- [Excerpt]:
-- -- --

# Happy birthday to...



## Hakan (Jul 12, 2009)

Erik Akkersdijk's 1-year standing 3x3x3 world record.

Yup, today it's exactly been 365 days.

And Czech Open next week..


----------



## ThePizzaGuy92 (Jul 12, 2009)

...any many moree!!!! lol


edit... notice the evil Kuti clock record.


----------



## Sa967St (Jul 12, 2009)

I have a feeling that the "3x3x3 multi blind old" WR will last the longest 



ThePizzaGuy92 said:


> edit... notice the evil Kuti clock record.


666


----------



## byu (Jul 12, 2009)

Is there a rule that we're not allowed to compete in the old version anymore? Or is it just that no competitions WANT to do it?


----------



## Kian (Jul 12, 2009)

byu said:


> Is there a rule that we're not allowed to compete in the old version anymore? Or is it just that no competitions WANT to do it?



you can do whatever you want, but there isn't an event for multi other than one hour limit multi bld in the WCA regs.

it'd be like having a round of skewb, snake, etc.


----------



## Gurplex (Jul 13, 2009)

869 days for 0.96 magic!
nice.


----------



## brunson (Jul 13, 2009)

You can compete in whatever you want to, but I don't believe WCA is accepting new stats for the old rules.

Feel free to correct me if I'm mistaken.


----------



## Lord Voldemort (Jul 13, 2009)

Shouldn't it be removed from the longest standing records list then?


----------



## rahulkadukar (Jul 13, 2009)

Lord Voldemort said:


> Shouldn't it be removed from the longest standing records list then?



Or we could have the Old event


----------



## Tim Reynolds (Jul 13, 2009)

rahulkadukar said:


> Lord Voldemort said:
> 
> 
> > Shouldn't it be removed from the longest standing records list then?
> ...



what? If you mean we could have the old style as an official WCA event, then no, we couldn't, as has been established already.

I'm surprised Kuti still holds WRs that are that old...the magic record should have fallen ages ago, unfortunately everyone that's good at magic is bad at magic...


----------



## dbax0999 (Jul 13, 2009)

Tim Reynolds said:


> rahulkadukar said:
> 
> 
> > Lord Voldemort said:
> ...



Very true... Its just so easy to mess up


----------



## Me (Jul 13, 2009)

ThePizzaGuy92 said:


> edit... notice the evil Kuti clock record.



A sign of his return!? (I doubt it, if it is then it's probably not in a bad way)


----------



## Faz (Jul 13, 2009)

On the home page:

Happy birthday to...
Me


----------



## fanwuq (Jul 13, 2009)

Happy birthday to MistArts today!
Hope you get sub-30 FMC solves in competition (after I get mine).
Hope you break Chinese 2x2x2 NR again.


----------



## Pietersmieters (Jul 13, 2009)

Omg you guys forgot the birthay of Erno Rubik, 13 july, today!


----------



## MistArts (Jul 13, 2009)

-- -- --

Data records:
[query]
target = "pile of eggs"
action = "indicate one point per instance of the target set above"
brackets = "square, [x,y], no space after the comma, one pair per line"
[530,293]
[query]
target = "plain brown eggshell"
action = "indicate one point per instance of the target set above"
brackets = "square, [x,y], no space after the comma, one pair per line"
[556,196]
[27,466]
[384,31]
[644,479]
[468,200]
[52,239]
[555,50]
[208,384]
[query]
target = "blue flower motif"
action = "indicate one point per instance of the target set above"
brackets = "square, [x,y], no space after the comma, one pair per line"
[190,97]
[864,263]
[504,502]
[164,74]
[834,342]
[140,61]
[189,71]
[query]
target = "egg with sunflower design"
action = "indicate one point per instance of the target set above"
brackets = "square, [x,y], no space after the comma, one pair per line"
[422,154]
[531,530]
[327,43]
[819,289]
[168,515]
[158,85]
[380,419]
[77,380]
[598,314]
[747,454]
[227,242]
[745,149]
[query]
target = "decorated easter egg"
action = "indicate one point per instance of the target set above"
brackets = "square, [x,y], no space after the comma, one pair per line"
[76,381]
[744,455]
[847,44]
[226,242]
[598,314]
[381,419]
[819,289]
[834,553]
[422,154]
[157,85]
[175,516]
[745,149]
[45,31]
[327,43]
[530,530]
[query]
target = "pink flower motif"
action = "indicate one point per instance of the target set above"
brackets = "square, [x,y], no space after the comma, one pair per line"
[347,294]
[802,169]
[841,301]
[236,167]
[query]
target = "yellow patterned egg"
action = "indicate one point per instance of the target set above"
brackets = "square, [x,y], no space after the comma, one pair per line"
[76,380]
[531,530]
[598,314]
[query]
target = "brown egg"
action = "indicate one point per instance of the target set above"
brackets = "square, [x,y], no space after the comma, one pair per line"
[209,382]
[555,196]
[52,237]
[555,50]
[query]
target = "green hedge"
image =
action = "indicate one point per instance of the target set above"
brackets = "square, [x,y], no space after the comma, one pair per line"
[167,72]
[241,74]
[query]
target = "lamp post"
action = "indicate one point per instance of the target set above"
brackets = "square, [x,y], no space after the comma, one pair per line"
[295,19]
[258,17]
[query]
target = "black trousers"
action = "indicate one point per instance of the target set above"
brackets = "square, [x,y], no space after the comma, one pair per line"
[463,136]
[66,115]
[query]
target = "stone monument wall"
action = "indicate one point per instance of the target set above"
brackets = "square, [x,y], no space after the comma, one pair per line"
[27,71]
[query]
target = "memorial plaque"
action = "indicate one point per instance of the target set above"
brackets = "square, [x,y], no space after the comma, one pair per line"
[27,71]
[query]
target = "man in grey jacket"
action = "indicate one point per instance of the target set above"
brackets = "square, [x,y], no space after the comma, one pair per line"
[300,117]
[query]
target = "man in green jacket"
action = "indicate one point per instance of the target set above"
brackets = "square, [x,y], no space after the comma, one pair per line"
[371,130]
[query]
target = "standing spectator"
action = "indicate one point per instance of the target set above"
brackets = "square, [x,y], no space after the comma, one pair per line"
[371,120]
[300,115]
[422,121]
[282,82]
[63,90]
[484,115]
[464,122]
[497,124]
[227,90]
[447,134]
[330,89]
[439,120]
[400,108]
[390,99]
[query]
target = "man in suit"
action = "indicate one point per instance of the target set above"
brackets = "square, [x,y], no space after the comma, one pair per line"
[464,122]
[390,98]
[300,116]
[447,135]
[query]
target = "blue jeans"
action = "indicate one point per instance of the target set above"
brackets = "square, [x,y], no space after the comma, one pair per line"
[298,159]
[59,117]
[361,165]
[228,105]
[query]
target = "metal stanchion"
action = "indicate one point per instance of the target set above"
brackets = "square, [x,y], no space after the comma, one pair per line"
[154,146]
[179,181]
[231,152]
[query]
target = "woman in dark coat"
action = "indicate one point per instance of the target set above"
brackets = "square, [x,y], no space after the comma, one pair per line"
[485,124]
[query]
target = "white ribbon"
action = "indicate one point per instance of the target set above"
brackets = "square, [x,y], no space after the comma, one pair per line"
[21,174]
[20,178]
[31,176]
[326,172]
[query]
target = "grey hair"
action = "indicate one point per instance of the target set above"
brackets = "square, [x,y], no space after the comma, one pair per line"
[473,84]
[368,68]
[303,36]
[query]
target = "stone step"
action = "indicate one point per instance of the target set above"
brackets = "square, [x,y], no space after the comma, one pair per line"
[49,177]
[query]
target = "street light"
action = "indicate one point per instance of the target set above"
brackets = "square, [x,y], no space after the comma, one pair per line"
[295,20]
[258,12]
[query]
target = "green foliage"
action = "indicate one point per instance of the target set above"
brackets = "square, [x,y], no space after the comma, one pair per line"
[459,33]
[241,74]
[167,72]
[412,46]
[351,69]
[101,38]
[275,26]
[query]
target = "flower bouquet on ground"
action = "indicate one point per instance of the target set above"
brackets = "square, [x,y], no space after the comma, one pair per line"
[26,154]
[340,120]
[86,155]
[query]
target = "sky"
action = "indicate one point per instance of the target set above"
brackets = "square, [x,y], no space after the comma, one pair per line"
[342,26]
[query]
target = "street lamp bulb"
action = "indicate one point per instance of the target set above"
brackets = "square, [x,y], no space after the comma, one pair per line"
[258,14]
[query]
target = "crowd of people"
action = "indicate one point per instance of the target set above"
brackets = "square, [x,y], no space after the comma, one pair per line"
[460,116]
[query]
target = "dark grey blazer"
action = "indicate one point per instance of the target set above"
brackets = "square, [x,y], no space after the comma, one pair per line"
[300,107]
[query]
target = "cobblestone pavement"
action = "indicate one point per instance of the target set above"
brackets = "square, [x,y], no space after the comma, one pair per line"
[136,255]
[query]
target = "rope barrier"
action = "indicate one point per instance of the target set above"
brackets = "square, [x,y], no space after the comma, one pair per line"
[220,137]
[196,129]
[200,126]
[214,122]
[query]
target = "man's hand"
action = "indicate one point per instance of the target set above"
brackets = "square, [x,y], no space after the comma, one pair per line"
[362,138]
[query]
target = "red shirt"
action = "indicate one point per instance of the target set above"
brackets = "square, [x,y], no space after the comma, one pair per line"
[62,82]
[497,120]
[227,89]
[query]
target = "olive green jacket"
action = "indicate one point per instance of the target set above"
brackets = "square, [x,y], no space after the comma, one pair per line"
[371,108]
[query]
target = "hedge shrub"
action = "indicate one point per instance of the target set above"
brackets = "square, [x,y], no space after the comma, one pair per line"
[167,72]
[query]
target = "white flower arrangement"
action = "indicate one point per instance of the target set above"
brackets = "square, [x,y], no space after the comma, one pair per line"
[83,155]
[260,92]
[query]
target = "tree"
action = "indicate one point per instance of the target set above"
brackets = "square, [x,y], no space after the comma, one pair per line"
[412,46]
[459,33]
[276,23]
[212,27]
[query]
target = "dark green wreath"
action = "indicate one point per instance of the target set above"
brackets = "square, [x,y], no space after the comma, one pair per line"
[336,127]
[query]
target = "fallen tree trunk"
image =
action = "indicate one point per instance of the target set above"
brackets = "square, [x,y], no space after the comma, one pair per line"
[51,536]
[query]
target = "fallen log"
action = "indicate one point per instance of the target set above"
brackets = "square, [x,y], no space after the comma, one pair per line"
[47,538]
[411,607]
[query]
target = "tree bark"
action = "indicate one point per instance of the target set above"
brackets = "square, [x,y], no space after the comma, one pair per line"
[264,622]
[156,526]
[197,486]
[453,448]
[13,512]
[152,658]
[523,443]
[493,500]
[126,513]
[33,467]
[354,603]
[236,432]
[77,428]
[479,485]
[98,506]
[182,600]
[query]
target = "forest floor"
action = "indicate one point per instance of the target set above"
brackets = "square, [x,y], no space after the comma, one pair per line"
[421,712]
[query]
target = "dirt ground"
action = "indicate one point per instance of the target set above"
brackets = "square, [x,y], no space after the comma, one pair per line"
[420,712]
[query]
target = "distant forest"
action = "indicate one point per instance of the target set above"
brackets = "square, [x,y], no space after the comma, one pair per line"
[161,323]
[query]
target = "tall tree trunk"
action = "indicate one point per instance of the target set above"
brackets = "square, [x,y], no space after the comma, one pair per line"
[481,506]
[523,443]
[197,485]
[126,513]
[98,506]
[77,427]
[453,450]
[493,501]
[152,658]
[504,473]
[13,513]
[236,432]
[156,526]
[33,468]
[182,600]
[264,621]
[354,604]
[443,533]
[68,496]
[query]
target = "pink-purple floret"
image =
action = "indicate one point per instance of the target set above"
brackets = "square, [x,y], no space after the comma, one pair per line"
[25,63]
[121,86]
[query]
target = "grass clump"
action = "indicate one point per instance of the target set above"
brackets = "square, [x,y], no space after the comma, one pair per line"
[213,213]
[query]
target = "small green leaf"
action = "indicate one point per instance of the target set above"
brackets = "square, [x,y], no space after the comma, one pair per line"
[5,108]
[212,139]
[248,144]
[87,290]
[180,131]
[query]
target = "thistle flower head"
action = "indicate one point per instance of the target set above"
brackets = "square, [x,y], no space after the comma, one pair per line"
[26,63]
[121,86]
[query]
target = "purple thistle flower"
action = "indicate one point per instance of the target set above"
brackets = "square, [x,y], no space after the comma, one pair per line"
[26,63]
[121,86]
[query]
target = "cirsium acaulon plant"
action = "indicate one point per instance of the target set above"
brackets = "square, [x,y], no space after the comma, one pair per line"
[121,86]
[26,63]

-- -- --

- [Required actions]:
- 1) In the forum thread, on what date does Pietersmieters say Erno Rubik's birthday falls?
- 2) Rewrite the paragraph of the forum thread that begins "you can do whatever you want" as one shorter sentence that keeps its main facts.
- 3) Reproduce the stretch of the forum thread from "I'm surprised Kuti" through "dbax0999 (Jul 13, 2009)".
The data has no connection to the forum thread.

- [Solutions to each task]:
- 1) July 13.

- 2) You may compete in anything, but the WCA regulations have no multi event other than one-hour-limit multi blind.

- 3)
I'm surprised Kuti still holds WRs that are that old...the magic record should have fallen ages ago, unfortunately everyone that's good at magic is bad at magic...


----------



## dbax0999 (Jul 13, 2009)